(Saved data entries)
——————

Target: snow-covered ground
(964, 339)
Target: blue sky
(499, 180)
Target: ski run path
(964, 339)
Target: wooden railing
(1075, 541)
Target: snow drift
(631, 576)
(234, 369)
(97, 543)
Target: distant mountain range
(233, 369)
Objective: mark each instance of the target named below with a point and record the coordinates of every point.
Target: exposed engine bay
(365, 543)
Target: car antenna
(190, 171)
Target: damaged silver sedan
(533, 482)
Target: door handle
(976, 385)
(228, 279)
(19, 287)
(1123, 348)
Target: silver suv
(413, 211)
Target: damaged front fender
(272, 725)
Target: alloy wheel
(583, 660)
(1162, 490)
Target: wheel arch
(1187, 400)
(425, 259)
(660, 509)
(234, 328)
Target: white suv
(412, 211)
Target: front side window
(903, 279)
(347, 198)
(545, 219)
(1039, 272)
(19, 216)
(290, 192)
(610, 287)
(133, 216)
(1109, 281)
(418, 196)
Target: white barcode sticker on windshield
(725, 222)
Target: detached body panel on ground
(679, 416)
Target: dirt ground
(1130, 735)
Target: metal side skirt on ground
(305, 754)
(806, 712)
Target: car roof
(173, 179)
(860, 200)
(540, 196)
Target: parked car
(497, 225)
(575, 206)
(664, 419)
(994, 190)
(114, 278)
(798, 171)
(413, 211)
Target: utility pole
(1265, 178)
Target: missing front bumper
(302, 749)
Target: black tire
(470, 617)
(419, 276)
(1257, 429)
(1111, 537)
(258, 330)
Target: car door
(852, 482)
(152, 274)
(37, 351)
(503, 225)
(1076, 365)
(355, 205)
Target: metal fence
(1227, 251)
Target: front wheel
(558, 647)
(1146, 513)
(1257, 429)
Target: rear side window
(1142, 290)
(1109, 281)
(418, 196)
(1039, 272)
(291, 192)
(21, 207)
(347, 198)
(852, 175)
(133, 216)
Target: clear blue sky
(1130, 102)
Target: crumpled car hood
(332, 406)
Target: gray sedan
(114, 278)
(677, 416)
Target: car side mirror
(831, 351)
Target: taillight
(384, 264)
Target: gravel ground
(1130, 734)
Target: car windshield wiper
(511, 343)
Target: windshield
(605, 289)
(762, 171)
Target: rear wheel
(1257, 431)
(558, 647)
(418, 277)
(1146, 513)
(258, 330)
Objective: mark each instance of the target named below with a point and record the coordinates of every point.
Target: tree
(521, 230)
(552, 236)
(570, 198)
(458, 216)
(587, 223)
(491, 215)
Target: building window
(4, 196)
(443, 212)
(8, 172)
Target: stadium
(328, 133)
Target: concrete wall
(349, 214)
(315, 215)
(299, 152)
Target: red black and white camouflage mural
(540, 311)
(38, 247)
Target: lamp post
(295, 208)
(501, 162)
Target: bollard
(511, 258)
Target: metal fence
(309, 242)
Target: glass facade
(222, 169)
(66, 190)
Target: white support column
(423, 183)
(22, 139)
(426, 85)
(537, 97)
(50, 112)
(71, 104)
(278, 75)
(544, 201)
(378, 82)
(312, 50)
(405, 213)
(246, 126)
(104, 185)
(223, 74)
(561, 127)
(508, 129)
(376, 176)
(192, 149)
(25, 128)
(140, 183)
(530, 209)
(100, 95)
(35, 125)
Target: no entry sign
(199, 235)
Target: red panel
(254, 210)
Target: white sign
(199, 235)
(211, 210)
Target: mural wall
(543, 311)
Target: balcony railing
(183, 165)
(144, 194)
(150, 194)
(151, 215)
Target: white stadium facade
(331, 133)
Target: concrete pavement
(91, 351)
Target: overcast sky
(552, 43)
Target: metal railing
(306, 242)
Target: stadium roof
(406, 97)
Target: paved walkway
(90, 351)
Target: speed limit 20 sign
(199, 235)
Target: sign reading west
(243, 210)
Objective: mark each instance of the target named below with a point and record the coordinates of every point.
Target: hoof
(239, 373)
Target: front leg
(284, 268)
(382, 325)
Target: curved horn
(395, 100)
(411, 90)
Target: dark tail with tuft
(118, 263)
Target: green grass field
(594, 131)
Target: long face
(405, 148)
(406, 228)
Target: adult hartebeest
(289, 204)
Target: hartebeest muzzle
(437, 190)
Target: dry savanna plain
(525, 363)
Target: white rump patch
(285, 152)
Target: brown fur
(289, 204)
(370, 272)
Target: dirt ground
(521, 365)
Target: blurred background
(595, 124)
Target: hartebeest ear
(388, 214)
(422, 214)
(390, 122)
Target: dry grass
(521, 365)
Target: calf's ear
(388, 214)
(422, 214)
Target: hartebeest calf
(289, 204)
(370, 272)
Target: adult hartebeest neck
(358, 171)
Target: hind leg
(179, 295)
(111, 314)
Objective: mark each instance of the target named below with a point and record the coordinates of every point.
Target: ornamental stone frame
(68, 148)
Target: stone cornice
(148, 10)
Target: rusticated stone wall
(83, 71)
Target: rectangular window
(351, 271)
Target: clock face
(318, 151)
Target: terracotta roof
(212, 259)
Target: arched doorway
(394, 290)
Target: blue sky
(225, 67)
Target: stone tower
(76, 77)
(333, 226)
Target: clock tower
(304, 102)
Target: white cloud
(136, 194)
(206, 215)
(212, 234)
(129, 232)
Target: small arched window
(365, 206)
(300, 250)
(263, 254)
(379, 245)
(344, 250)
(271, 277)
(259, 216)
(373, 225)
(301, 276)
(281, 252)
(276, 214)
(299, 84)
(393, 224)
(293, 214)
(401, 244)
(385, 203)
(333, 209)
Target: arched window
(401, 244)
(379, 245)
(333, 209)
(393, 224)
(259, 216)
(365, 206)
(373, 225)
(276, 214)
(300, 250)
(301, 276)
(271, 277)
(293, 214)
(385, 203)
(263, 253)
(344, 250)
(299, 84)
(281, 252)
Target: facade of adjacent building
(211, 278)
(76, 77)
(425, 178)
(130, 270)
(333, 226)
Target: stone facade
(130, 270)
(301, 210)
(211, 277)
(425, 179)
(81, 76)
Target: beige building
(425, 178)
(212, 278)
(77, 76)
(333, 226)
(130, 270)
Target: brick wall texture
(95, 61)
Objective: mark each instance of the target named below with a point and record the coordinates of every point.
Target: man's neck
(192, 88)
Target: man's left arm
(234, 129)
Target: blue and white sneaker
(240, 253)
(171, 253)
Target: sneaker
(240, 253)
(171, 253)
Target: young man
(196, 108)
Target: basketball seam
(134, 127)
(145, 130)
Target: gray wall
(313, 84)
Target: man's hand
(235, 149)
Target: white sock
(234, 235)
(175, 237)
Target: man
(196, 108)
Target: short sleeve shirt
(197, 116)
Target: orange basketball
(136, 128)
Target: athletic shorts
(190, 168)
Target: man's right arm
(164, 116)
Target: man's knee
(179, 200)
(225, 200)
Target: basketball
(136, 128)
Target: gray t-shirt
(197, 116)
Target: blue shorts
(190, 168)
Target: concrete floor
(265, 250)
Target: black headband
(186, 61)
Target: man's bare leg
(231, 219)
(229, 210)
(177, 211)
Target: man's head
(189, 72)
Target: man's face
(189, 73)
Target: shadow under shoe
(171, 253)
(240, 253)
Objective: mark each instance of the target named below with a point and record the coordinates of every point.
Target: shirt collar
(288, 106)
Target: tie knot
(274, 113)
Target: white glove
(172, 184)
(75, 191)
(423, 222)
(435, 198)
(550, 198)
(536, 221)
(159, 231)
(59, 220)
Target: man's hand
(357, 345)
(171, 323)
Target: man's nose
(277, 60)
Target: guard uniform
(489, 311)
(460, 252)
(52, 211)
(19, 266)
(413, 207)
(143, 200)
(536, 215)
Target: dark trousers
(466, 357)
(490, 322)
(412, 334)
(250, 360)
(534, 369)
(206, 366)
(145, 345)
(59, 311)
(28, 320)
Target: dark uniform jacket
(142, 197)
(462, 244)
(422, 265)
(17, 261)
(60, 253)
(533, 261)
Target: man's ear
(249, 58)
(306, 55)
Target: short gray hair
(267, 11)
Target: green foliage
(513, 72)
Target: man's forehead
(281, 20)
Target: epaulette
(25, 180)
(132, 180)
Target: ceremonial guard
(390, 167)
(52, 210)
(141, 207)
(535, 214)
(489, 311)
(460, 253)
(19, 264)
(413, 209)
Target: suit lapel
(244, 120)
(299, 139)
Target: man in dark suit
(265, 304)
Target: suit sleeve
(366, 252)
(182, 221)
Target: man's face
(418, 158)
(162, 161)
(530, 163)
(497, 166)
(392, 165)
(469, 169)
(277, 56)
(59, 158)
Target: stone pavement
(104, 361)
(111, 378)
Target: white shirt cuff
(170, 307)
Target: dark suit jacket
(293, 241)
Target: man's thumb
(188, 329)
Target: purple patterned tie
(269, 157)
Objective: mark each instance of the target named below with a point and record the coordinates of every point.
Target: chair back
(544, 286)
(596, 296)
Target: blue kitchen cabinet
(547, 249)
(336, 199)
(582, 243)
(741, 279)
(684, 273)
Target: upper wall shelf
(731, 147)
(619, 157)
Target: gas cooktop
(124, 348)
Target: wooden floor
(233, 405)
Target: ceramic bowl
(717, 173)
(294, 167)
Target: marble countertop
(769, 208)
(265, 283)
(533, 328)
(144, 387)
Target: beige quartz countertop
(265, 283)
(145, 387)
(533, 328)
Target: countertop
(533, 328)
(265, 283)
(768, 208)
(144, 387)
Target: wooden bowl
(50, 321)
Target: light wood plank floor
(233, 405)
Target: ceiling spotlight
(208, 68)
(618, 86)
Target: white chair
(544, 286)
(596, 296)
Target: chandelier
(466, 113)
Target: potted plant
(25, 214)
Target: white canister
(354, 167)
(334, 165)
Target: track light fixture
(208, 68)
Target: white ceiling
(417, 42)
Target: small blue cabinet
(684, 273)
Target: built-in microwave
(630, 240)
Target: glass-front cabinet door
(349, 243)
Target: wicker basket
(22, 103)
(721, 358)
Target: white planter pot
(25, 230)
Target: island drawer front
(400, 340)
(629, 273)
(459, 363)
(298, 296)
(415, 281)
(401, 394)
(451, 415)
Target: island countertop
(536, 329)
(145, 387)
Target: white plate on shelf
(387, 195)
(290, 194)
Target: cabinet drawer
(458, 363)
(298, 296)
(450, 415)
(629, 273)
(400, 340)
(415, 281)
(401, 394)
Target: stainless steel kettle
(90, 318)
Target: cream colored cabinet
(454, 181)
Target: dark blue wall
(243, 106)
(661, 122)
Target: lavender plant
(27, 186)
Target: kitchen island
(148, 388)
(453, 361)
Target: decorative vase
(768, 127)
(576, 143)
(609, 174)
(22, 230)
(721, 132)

——————

Exercise details
Give an exact copy of the lines from the one with "Target: light wood plank floor" through the end of the entries, both ends included.

Answer for this exercise
Target: light wood plank floor
(233, 405)
Target: ceiling spotlight
(208, 68)
(618, 86)
Target: white chair
(544, 286)
(596, 296)
Target: chandelier
(466, 113)
Target: potted plant
(25, 214)
Target: white canister
(354, 167)
(334, 165)
Target: track light fixture
(208, 68)
Target: white ceiling
(417, 42)
Target: small blue cabinet
(684, 273)
Target: built-in microwave
(630, 240)
Target: glass-front cabinet door
(349, 243)
Target: wicker basket
(22, 103)
(721, 358)
Target: white planter pot
(25, 230)
Target: island drawer front
(400, 340)
(629, 273)
(459, 363)
(298, 296)
(415, 281)
(401, 394)
(451, 415)
Target: island countertop
(536, 329)
(145, 387)
Target: white plate on shelf
(387, 195)
(290, 194)
Target: cabinet drawer
(458, 363)
(298, 296)
(450, 415)
(629, 273)
(400, 340)
(415, 281)
(401, 394)
Target: stainless steel kettle
(90, 318)
Target: cream colored cabinet
(454, 181)
Target: dark blue wall
(243, 106)
(661, 122)
Target: lavender plant
(27, 186)
Target: kitchen island
(148, 388)
(453, 361)
Target: decorative vase
(768, 127)
(576, 143)
(609, 174)
(22, 230)
(721, 132)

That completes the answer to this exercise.